• [Work to complete]: Take the line that contains "of the light" as the first and the last line of the material as the final one; set down exactly the lines in that span.

• [Input]:
--- Start ---
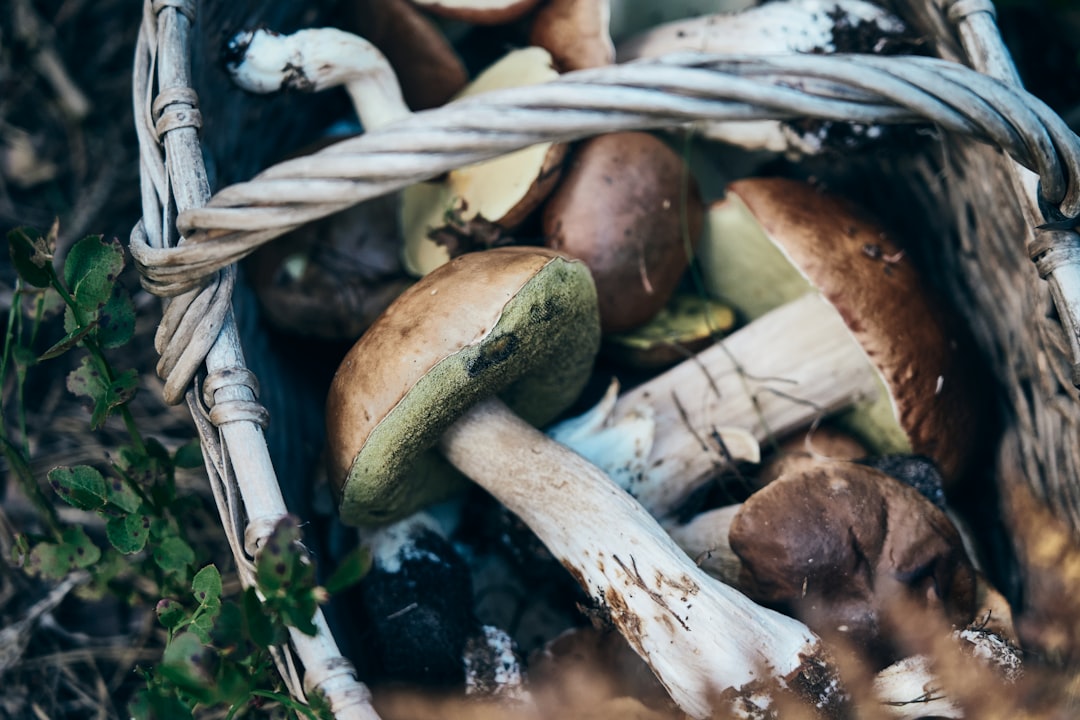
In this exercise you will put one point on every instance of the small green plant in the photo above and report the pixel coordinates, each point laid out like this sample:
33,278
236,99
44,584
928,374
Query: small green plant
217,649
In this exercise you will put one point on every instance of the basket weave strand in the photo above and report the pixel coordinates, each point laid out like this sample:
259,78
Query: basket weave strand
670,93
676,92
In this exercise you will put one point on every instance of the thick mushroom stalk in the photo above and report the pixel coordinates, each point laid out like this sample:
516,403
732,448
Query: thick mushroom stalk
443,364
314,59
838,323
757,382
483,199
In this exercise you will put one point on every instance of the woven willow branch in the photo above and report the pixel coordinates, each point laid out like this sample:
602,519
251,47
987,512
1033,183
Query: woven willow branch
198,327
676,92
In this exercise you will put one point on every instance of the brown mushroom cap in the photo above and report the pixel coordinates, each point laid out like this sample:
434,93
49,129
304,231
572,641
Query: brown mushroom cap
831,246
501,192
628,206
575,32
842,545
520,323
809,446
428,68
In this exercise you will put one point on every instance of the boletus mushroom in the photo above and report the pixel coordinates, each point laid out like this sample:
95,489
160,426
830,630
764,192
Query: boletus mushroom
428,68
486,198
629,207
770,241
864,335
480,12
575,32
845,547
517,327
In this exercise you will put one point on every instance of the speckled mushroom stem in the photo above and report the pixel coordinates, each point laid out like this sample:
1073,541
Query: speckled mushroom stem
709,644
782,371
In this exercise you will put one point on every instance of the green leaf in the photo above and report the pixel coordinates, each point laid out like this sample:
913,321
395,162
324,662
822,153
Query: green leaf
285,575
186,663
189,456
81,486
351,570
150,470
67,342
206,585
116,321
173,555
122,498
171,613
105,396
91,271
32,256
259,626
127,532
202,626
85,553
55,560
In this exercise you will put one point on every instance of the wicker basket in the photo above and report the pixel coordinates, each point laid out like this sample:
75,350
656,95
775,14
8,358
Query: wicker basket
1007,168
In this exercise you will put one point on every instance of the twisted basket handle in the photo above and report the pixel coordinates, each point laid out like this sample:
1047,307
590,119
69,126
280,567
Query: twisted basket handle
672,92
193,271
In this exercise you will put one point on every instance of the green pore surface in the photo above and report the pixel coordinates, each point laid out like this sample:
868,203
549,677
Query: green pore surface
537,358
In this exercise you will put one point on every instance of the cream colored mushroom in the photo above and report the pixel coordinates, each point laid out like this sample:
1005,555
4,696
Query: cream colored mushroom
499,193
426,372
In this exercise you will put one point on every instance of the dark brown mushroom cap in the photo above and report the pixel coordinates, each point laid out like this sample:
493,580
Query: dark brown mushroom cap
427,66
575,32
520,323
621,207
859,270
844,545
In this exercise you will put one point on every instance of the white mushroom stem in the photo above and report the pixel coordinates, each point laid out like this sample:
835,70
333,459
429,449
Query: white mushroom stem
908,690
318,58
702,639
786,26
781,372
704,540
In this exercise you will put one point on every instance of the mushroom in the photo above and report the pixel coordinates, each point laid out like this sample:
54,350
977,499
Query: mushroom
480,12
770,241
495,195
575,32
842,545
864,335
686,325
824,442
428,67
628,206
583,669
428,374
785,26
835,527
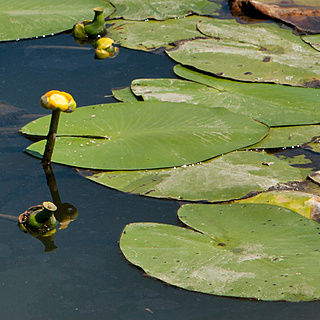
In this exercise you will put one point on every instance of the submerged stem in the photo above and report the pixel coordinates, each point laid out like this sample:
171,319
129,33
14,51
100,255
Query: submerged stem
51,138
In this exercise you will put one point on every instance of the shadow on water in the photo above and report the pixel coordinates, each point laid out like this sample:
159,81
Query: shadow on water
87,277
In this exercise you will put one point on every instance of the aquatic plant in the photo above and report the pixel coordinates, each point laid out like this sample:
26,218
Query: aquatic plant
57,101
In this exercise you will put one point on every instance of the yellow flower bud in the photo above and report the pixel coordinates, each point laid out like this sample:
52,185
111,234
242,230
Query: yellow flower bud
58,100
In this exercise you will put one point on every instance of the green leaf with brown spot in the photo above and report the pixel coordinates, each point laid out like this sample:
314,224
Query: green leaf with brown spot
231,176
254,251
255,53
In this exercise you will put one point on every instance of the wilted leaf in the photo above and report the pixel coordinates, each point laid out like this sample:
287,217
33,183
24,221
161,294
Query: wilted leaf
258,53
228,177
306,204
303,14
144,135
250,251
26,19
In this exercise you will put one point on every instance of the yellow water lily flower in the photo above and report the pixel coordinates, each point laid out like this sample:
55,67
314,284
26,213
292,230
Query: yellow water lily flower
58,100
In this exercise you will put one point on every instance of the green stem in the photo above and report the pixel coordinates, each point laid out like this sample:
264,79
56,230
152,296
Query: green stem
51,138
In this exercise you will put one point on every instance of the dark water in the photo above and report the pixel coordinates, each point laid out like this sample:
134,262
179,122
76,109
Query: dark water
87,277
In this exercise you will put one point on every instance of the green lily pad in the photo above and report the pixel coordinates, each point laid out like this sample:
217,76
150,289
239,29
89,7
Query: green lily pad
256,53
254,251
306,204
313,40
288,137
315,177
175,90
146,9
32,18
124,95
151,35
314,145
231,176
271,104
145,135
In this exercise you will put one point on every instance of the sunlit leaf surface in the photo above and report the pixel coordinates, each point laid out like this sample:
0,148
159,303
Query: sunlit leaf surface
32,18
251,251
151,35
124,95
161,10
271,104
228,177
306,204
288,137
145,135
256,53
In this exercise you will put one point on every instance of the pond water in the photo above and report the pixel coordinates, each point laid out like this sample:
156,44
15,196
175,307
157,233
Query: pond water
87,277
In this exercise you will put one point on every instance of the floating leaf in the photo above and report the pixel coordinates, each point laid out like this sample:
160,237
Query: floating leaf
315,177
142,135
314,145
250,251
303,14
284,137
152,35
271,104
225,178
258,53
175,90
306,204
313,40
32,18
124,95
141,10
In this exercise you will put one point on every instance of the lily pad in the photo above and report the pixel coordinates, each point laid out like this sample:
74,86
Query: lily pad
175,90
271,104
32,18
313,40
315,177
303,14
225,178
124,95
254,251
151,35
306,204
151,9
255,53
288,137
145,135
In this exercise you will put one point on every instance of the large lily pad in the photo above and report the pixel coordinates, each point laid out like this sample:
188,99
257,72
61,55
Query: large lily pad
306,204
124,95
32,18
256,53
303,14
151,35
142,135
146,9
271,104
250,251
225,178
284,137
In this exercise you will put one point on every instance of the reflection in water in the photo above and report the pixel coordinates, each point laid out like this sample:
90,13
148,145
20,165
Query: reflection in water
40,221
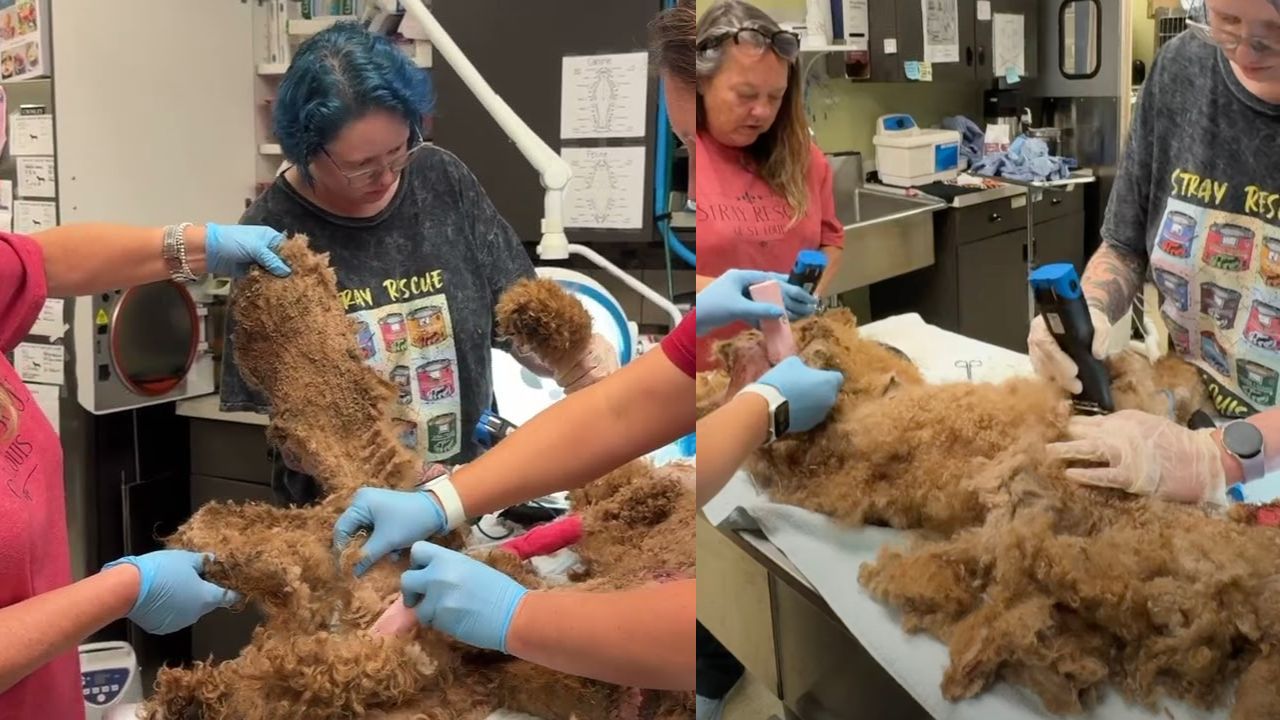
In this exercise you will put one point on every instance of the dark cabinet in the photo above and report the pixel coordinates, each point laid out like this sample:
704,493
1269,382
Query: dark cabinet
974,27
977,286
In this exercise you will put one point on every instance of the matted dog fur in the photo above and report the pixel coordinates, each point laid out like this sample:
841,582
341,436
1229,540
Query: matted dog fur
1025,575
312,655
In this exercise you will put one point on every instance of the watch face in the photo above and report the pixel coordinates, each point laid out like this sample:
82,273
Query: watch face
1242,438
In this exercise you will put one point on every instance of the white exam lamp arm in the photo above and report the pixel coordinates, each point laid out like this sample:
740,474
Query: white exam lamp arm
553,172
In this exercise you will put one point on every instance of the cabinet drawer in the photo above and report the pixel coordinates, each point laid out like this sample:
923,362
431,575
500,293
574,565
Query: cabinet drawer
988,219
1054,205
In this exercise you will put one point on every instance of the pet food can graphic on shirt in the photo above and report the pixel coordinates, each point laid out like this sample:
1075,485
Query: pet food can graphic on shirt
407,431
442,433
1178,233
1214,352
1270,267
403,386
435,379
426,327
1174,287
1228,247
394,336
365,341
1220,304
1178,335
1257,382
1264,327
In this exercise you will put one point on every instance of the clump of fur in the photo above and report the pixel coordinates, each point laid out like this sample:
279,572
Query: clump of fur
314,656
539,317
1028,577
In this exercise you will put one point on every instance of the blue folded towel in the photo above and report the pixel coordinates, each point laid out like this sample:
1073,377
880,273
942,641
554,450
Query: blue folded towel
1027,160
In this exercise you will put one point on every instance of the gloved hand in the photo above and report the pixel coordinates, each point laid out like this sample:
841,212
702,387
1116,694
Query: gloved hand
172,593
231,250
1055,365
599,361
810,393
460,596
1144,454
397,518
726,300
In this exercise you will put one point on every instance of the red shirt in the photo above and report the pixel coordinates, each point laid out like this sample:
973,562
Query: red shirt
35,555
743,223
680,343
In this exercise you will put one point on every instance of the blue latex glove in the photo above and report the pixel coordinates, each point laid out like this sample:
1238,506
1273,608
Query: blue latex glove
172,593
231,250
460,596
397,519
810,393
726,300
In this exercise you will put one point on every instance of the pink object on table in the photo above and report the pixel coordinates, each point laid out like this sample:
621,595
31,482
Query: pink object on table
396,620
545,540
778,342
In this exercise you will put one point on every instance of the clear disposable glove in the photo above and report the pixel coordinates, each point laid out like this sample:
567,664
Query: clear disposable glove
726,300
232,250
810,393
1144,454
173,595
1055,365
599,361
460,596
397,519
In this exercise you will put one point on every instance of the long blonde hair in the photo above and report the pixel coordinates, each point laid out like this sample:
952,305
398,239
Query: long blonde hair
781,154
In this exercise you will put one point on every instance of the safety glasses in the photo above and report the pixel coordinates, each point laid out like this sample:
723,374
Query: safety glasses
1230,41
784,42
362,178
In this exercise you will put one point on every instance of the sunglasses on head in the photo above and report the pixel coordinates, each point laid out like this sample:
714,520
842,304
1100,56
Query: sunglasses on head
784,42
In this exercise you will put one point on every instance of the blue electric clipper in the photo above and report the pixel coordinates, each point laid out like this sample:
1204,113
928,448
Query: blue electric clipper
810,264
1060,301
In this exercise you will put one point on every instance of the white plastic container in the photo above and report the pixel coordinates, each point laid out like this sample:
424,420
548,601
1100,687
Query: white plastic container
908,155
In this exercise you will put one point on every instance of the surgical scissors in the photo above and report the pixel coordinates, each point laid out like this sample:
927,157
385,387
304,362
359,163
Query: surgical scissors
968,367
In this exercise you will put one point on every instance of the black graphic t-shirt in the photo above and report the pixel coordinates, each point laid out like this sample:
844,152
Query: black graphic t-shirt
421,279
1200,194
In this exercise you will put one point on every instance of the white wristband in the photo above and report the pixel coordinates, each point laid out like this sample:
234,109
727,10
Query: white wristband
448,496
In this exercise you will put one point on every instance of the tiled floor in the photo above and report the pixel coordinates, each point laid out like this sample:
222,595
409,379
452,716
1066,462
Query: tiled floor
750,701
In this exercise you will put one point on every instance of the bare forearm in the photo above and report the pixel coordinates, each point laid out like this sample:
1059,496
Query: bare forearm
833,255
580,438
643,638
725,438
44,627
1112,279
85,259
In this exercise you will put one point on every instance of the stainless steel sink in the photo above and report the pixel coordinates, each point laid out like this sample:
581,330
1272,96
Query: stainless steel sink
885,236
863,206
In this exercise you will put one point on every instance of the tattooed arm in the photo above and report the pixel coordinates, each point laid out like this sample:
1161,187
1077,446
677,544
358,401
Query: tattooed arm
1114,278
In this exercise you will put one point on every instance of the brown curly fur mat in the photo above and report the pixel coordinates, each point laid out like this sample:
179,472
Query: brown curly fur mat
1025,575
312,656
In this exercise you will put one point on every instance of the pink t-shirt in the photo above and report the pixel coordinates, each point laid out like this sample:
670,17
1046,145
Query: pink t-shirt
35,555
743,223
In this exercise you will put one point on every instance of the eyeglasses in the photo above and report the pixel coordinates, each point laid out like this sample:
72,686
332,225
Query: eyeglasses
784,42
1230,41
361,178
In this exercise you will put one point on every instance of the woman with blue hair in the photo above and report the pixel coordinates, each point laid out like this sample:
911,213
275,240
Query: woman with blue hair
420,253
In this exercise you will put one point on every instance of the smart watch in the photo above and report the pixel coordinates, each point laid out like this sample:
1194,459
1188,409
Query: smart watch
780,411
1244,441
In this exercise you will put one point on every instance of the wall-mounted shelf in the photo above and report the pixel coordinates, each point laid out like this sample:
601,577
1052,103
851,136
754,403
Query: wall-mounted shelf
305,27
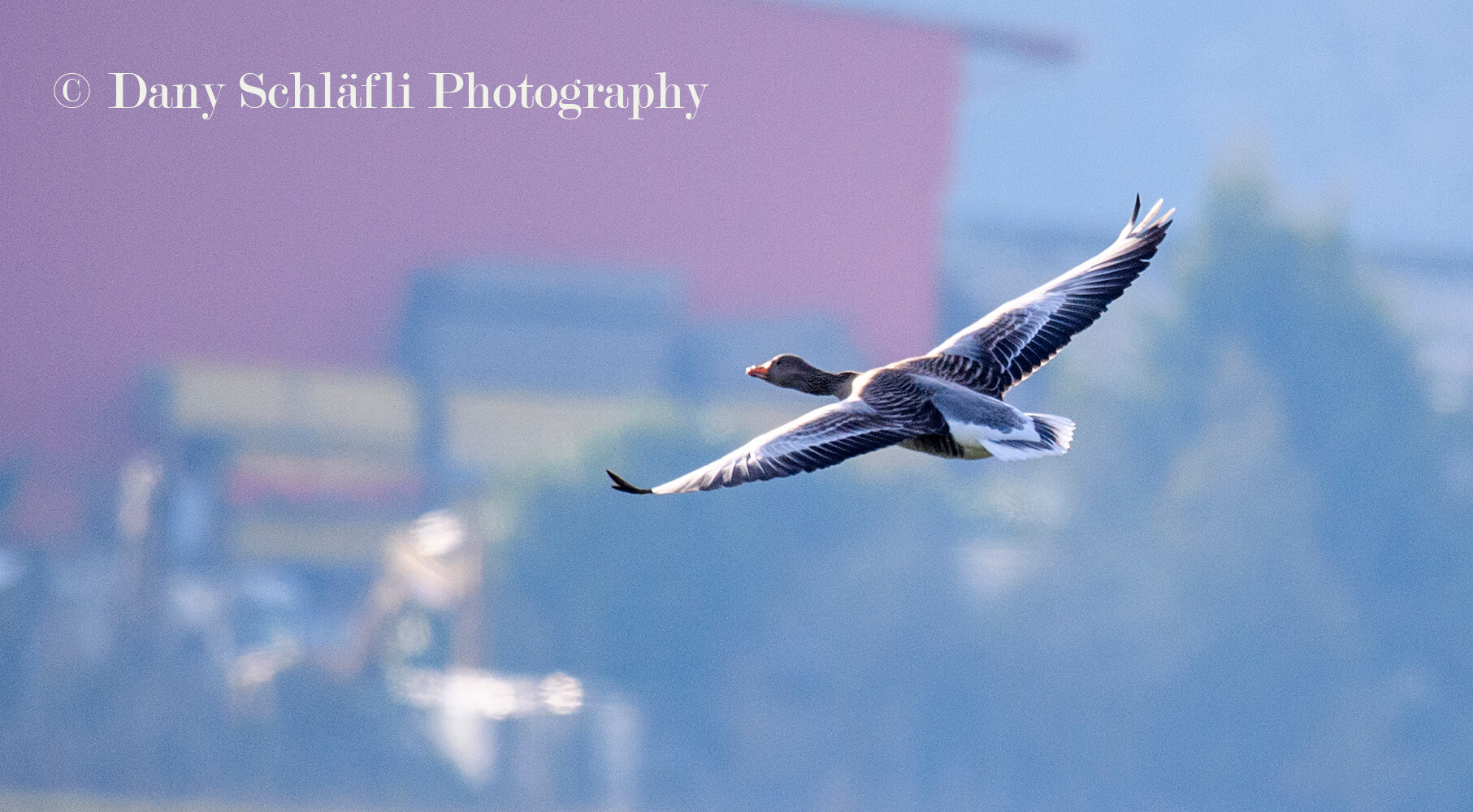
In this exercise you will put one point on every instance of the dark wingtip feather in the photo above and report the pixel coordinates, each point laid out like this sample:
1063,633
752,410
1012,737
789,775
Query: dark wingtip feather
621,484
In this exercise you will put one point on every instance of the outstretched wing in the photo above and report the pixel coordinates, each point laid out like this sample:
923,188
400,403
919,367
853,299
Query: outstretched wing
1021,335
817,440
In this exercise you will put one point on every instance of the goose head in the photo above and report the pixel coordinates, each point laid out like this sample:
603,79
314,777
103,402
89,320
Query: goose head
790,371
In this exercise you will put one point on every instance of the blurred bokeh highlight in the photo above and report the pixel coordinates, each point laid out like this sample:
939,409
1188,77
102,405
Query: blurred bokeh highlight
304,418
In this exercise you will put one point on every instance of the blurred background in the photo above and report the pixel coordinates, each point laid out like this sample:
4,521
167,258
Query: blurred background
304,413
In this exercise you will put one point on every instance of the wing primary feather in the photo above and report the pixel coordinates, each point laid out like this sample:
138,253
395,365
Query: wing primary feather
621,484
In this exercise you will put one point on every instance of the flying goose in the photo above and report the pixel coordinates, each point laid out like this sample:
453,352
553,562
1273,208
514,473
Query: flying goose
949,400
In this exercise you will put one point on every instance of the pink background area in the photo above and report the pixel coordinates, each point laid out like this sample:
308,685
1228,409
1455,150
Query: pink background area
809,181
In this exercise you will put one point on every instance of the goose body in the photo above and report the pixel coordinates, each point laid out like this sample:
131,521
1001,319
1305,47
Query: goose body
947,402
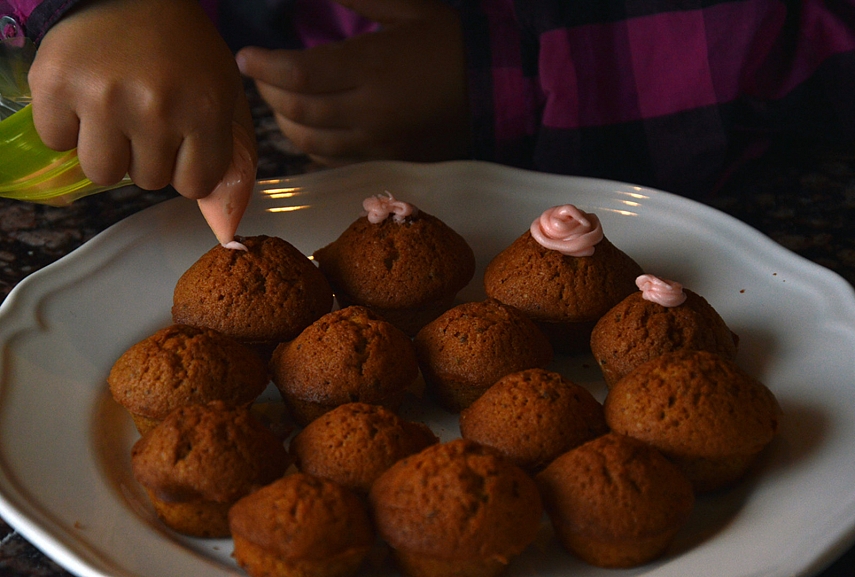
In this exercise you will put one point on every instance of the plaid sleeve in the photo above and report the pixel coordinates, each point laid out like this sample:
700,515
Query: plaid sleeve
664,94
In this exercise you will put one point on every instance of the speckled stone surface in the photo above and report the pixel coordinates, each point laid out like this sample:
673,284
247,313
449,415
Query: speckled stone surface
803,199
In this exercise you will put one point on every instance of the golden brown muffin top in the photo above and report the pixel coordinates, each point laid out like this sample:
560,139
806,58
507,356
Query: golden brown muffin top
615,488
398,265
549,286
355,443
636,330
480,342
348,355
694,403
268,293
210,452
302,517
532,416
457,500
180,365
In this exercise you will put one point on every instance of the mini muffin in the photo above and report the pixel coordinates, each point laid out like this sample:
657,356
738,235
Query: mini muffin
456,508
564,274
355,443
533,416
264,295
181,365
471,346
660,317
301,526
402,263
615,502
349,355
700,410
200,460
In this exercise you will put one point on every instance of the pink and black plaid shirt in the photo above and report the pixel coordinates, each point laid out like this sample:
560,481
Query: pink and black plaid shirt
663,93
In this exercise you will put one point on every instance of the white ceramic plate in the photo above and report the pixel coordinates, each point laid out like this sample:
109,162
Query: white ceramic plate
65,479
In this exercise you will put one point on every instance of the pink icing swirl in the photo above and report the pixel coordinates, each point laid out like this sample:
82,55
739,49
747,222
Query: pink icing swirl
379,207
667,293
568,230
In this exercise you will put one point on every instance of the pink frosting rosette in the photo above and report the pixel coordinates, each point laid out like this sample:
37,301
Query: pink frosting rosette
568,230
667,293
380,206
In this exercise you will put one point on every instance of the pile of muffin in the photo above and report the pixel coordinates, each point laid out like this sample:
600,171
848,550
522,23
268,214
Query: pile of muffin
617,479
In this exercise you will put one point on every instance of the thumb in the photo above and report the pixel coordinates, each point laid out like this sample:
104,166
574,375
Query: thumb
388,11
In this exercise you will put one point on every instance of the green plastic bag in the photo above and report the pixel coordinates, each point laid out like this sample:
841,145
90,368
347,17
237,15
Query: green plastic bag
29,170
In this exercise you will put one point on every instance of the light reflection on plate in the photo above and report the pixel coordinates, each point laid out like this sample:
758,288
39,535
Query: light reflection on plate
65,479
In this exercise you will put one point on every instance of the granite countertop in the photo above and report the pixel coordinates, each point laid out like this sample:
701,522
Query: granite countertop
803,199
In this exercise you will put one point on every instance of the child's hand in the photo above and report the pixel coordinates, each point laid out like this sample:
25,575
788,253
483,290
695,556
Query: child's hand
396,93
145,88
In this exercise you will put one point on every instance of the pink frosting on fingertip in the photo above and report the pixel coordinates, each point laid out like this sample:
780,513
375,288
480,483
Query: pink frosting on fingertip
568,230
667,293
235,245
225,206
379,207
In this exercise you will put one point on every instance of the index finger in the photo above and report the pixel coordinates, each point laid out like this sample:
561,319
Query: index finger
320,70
--- End ---
• [Exercise result]:
In this exercise you will put one point on every instance of the light reflection on plate in the photo above and report the pixel coordinates, each point laid out like this sample:
758,288
39,535
Query: light reflection on plate
65,479
In this exercise you will put one point on every instance of the granite countertop in the photo above and report the pixel coordinates, each point laid out like this sample:
701,522
Query: granite countertop
803,199
In this exercise you will put one point on every instance of the child's hand in the photo above and report the pixel coordinates, each point laid out like this sample:
25,575
788,253
483,290
695,556
Query: child's hand
396,93
145,88
In this exercise you will put one point on every instance of the pink frosting on fingertip in the photo above and report the pixel coordinates, each point laid out like this sample:
780,513
375,288
480,483
Query: pink frosting on fingertip
568,230
667,293
235,245
225,206
379,207
In this exercise you will put one point on every instance of the index finger in the photo above and report the pixel coordinates, each point laid out like this sample:
561,319
Query: index finger
320,70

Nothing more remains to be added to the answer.